*PAGE*:
# Tomaso Albinoni



## neoshredder

Seriously no thread for this very enjoyable music from this composer? I got the Complete Concertos from I Musici. That comes with the classic Adagio piece.


----------



## tdc

I'm not overly familiar with this composer aside from the famous Adagio which I believe has been shown by modern scholars to not have actually been composed by Albinoni. (The work is likely a modern fraud from what I've read). 

Any recommendations?


----------



## Art Rock

I would recommend exploring his oboe concertos.


----------



## mmsbls

His Concertos in OP 5,7, and 9 are wonderful. Both the oboe and violin works are beautiful. As with much Baroque music, many works sound rather similar, but I frequently sample from these works when I'm in the mood for Baroque.


----------



## ComposerOfAvantGarde

I don't like that modern adagio thing. The oboe concertos are quite nice but I don't listen to Albinoni often.


----------



## neoshredder

Yeah I agree with the Oboe Concertos. They are amazing. Especially the second movement of No. 2 in D minor.


----------



## Llyranor

Any recommendations for HIP recordings of his concerti? I'm presently eyeing the Op9 one with Hogwood/AAM. I also see Standage has Op5/7/9/10, but they incomplete(?).

Op9/2's Adagio is out of this world!





Apparently it's fairly famous, but I've never heard it before (I believe I've only heard the spurious Adagio) - this seems like a nice gateway drug into the world of Albinoni, though. Recommendations?


----------



## neoshredder

Hearing Op. 10 for the first time. Some really interesting stuff.


----------



## Cheyenne

I have opus 2, 5, 7 and 9. Opus 1, 4, 6 and indeed 10 have also been recorded, but I could never find 3 and 8; and on some sites I can find apparently out of print recordings of one of his two surviving operas. He was one of my first favorites.


----------



## Blake

neoshredder said:


> Hearing Op. 10 for the first time. Some really interesting stuff.


Checking this out now, and it's very good.


----------



## Vaneyes

I think I've had this rec. for close to 25 years. :tiphat:

View attachment 31063


----------



## Sid James

I just put this review on current listening, I thought I'd add it to Albinoni's guestbook too:










*Albinoni *_12 Concerti a cinque, Op. 5_
- I Musici, soloists: Pina Carmirelli, violin concertante; Anna Maria Cotogni, violin; Michael S. Murray-Robertson and Carol Figeroid, violas

*Albinoni *has the singular and strange distinction of being a composer whose best known composition wasn't actually written by him. The Adagio for organ and strings is largely a concoction by an Italian academic of the early 20th century, Remo Giazzotto. Prior to recently acquiring this disc, I had heard little of Albinoni's actual music, and owned none of it other than that famous Adagio.

*WHAT YOU WILL DO*:
1. Answer these questions from the Albinoni thread:
(a) Which ensemble performed the Complete Concertos that neoshredder got?
(b) Which movement of the oboe concerto No. 2 in D minor does neoshredder single out?
(c) Who is named as the person largely behind the Adagio for organ and strings?
2. In the Albinoni thread, rewrite the passage from "## Art Rock" up to and including "mood for Baroque.", changing "wonderful" to "superb".

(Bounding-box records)
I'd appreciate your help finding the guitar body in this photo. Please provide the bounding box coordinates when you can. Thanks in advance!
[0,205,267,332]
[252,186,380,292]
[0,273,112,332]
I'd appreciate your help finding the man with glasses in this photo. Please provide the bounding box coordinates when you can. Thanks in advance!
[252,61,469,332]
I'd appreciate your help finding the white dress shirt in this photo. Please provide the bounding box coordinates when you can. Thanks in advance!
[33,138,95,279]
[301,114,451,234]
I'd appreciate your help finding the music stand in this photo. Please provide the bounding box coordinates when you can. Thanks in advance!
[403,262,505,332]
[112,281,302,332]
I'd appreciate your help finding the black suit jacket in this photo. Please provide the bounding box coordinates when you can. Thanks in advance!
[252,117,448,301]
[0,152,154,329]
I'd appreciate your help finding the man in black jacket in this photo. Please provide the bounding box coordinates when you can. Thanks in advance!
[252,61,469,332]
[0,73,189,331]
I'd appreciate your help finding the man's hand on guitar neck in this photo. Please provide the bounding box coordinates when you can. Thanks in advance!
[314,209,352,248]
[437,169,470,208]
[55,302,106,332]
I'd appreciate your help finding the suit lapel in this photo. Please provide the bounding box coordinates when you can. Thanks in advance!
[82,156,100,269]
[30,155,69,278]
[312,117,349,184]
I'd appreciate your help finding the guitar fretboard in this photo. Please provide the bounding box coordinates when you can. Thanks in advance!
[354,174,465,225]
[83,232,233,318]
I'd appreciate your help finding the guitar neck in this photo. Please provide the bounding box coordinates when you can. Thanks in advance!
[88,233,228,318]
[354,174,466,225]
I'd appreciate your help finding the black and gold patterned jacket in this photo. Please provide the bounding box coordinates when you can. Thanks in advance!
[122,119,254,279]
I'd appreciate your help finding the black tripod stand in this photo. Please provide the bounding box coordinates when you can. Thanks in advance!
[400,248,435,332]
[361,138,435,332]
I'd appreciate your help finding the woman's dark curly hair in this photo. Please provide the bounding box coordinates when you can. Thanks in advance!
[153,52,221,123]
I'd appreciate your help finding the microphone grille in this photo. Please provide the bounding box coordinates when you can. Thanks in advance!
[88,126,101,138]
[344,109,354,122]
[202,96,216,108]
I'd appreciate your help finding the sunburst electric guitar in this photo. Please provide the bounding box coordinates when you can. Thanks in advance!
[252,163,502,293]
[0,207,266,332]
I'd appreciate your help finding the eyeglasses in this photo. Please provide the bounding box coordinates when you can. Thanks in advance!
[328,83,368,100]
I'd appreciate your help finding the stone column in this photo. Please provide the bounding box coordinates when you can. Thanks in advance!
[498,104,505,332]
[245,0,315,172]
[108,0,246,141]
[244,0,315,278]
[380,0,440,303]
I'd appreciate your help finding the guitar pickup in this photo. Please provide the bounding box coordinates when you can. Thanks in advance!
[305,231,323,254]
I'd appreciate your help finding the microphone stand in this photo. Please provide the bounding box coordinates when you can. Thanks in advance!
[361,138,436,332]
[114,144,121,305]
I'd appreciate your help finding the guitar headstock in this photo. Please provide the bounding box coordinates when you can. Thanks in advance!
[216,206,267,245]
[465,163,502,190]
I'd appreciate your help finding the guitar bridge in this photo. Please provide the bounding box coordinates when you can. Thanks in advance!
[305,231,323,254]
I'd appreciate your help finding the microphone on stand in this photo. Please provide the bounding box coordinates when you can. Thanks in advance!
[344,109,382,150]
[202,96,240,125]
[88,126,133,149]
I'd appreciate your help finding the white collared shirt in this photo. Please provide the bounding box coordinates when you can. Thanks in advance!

*SOLVED PROBLEMS*:
1.
(a) I Musici
(b) The second movement
(c) Remo Giazzotto, an Italian academic of the early 20th century

2.
## Art Rock

I would recommend exploring his oboe concertos.


----------



## mmsbls

His Concertos in OP 5,7, and 9 are superb. Both the oboe and violin works are beautiful. As with much Baroque music, many works sound rather similar, but I frequently sample from these works when I'm in the mood for Baroque.